Starting at the line that contains "like [136, 97].", write out every line through the last one in the records below, word for word. Leave out any pictures.

········

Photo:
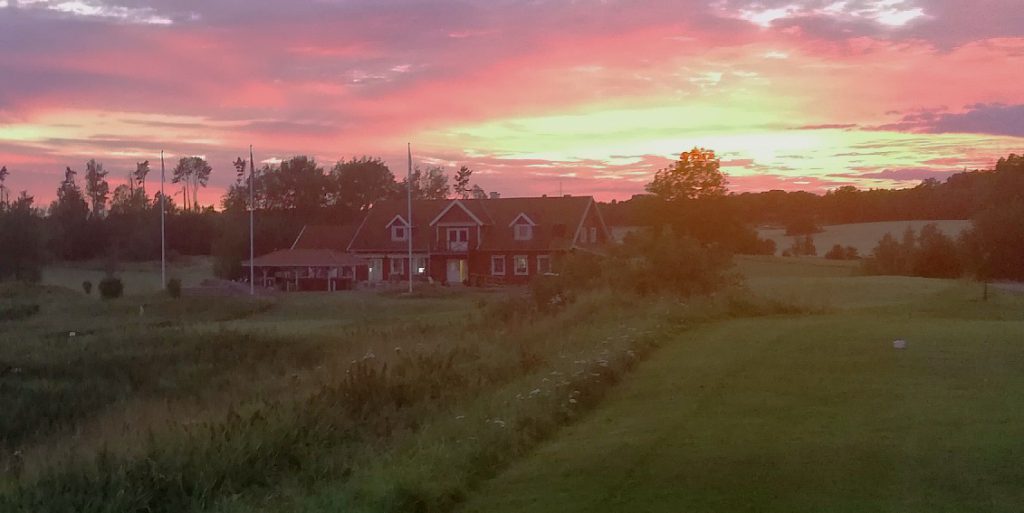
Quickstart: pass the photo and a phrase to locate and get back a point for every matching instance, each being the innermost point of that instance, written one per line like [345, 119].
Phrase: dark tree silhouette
[462, 188]
[96, 186]
[695, 175]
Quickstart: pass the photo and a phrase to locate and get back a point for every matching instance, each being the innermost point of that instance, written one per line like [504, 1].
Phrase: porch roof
[306, 258]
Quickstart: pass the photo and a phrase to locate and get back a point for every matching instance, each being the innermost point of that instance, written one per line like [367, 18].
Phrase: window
[458, 240]
[498, 264]
[523, 231]
[543, 264]
[397, 266]
[521, 265]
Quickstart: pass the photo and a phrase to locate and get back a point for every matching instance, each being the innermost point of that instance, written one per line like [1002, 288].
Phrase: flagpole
[163, 236]
[252, 213]
[409, 196]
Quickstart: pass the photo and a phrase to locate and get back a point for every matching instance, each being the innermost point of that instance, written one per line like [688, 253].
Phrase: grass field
[806, 413]
[372, 401]
[863, 236]
[300, 401]
[138, 278]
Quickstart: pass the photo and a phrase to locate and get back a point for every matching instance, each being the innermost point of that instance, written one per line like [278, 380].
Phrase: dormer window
[523, 231]
[522, 227]
[399, 228]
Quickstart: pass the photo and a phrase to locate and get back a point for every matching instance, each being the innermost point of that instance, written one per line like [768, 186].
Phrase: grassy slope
[811, 413]
[862, 236]
[137, 276]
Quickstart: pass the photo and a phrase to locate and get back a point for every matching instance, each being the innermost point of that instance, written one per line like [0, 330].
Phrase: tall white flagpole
[252, 213]
[163, 237]
[409, 196]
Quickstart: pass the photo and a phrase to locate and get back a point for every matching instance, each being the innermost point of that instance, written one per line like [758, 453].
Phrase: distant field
[138, 278]
[805, 413]
[862, 236]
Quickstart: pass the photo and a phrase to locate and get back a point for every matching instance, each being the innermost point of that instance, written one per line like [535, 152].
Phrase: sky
[537, 96]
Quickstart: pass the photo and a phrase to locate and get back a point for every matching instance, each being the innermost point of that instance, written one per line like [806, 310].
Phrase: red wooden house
[316, 261]
[506, 240]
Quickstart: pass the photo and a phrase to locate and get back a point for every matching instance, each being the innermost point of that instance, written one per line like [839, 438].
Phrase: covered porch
[305, 269]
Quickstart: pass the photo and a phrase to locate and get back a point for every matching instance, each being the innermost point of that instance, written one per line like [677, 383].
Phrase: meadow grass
[303, 400]
[138, 278]
[804, 413]
[375, 400]
[863, 236]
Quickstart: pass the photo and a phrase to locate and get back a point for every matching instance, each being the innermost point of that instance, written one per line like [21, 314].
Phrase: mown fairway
[808, 413]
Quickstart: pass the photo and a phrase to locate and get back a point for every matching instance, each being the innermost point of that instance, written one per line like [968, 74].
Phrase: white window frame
[401, 268]
[543, 258]
[494, 269]
[523, 231]
[525, 267]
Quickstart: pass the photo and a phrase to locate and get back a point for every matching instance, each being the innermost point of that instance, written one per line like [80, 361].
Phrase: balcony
[458, 246]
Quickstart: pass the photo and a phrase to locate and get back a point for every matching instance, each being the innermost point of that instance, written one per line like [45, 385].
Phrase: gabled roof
[397, 217]
[456, 203]
[306, 258]
[556, 222]
[522, 215]
[325, 237]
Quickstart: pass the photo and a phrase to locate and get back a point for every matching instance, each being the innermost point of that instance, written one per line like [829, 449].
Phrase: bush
[16, 311]
[803, 247]
[669, 263]
[111, 288]
[174, 288]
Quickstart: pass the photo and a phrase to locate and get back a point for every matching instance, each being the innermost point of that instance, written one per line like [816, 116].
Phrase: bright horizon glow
[536, 97]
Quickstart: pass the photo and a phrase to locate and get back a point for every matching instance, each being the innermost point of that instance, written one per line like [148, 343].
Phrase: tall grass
[400, 416]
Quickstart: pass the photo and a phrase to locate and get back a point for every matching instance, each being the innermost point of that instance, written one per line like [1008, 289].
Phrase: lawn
[294, 402]
[863, 236]
[806, 413]
[374, 401]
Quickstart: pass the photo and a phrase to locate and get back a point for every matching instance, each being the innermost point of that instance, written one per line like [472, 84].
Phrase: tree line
[88, 220]
[690, 197]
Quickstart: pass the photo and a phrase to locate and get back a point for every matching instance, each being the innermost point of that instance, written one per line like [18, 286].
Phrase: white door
[376, 269]
[458, 240]
[456, 270]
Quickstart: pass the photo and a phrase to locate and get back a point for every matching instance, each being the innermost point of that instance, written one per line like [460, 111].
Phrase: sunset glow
[587, 97]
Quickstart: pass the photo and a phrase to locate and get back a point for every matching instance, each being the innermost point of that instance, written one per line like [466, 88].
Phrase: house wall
[591, 221]
[479, 264]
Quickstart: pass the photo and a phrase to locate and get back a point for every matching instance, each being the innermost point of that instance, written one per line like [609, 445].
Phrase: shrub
[803, 247]
[16, 311]
[836, 253]
[174, 288]
[669, 263]
[931, 254]
[111, 288]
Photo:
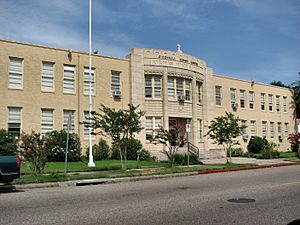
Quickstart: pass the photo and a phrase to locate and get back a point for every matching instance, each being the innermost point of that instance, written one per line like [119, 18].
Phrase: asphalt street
[273, 194]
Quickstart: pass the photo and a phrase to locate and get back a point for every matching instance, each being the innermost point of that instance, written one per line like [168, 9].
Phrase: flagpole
[91, 161]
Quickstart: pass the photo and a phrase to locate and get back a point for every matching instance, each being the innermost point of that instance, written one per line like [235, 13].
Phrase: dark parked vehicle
[9, 168]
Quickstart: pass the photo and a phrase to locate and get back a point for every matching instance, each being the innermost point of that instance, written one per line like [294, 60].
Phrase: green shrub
[144, 155]
[256, 144]
[56, 144]
[236, 152]
[100, 151]
[33, 151]
[8, 143]
[181, 159]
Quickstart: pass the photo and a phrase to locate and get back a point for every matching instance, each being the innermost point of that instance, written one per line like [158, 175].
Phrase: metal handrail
[193, 149]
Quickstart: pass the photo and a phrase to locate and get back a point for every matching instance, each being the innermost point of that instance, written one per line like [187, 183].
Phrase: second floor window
[86, 77]
[242, 98]
[69, 79]
[218, 95]
[251, 99]
[47, 76]
[263, 101]
[15, 74]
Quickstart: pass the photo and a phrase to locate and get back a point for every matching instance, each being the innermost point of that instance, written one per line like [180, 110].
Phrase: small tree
[172, 140]
[119, 125]
[33, 151]
[223, 130]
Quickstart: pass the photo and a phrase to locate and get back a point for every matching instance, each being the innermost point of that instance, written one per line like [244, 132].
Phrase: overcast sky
[248, 39]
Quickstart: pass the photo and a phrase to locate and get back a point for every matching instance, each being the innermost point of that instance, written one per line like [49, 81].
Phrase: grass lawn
[103, 165]
[149, 168]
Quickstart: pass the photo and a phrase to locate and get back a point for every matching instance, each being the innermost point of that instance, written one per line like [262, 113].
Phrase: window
[242, 99]
[152, 86]
[278, 103]
[66, 117]
[179, 87]
[86, 77]
[14, 120]
[251, 99]
[46, 121]
[232, 96]
[157, 87]
[263, 101]
[47, 76]
[286, 130]
[188, 90]
[200, 130]
[15, 74]
[272, 129]
[69, 79]
[271, 103]
[115, 81]
[171, 89]
[199, 90]
[284, 104]
[152, 125]
[264, 129]
[218, 95]
[279, 129]
[252, 128]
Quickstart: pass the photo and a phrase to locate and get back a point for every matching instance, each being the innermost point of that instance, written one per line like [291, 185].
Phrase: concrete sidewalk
[246, 160]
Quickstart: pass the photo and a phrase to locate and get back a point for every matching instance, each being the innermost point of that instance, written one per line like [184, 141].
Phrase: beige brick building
[40, 86]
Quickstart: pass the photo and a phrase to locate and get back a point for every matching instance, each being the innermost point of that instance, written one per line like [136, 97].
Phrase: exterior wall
[31, 99]
[257, 114]
[140, 62]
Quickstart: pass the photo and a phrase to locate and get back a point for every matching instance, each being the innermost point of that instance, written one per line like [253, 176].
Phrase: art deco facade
[40, 86]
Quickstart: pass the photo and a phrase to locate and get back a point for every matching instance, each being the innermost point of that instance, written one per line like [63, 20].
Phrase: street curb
[140, 178]
[247, 168]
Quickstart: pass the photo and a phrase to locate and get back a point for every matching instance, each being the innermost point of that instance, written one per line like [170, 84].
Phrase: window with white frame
[14, 120]
[69, 79]
[264, 129]
[284, 104]
[272, 130]
[152, 86]
[68, 113]
[199, 91]
[171, 88]
[242, 98]
[232, 96]
[15, 74]
[46, 121]
[187, 90]
[47, 76]
[179, 87]
[263, 101]
[271, 103]
[252, 128]
[286, 130]
[218, 91]
[115, 81]
[153, 124]
[251, 100]
[279, 129]
[157, 87]
[277, 103]
[86, 77]
[200, 130]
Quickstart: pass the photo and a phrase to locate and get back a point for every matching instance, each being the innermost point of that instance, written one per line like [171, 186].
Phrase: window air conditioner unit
[117, 94]
[245, 136]
[234, 105]
[181, 98]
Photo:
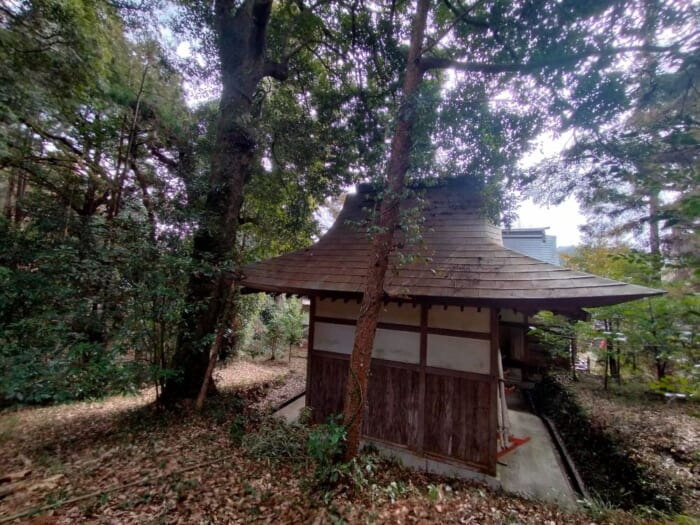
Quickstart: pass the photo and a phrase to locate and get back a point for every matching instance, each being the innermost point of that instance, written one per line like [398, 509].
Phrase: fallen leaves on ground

········

## RESULT FOR THIS TASK
Quickstart: pass the photo and a phrase to locate and get back a point for every matching instance, each being the innermost point of that instance, written one per line like [136, 97].
Phrase: exterior wall
[31, 99]
[257, 114]
[140, 62]
Quickstart: pass the photo and a phrase to locate and get back a point for every matching instance, each being the innermost point of that instance, written one per line like [253, 176].
Phrase: art deco facade
[40, 86]
Quickstart: pass the photo and a phrase to locate and get back a point for every matching instance, each being the innermost point of that instance, written one per line like [63, 20].
Phrase: street curb
[140, 178]
[247, 168]
Quickstart: pass the photo and a phrase to locate and get back a point for every matching instance, each being the innermost point of that instance, written one per line like [170, 84].
Phrase: window with white frame
[14, 120]
[69, 79]
[264, 129]
[284, 104]
[272, 130]
[152, 86]
[68, 113]
[199, 91]
[171, 88]
[242, 98]
[232, 96]
[15, 74]
[46, 121]
[187, 90]
[47, 76]
[179, 87]
[263, 101]
[271, 103]
[252, 128]
[286, 130]
[218, 91]
[115, 81]
[153, 124]
[251, 100]
[279, 129]
[157, 87]
[277, 103]
[86, 77]
[200, 130]
Quickstart: pass the photo and a phrase to locate and get back a point for every matching instance, each being the innermost point of that instance, written one per line like [171, 186].
Phrase: window air conditioner unit
[117, 94]
[245, 136]
[234, 105]
[181, 98]
Photo:
Quickstart: pass the photo and a phrase to locate and get back a point for every matching instance, each being the innermost point of that instance, written one per line like [398, 509].
Phrase: fallen leaves on ground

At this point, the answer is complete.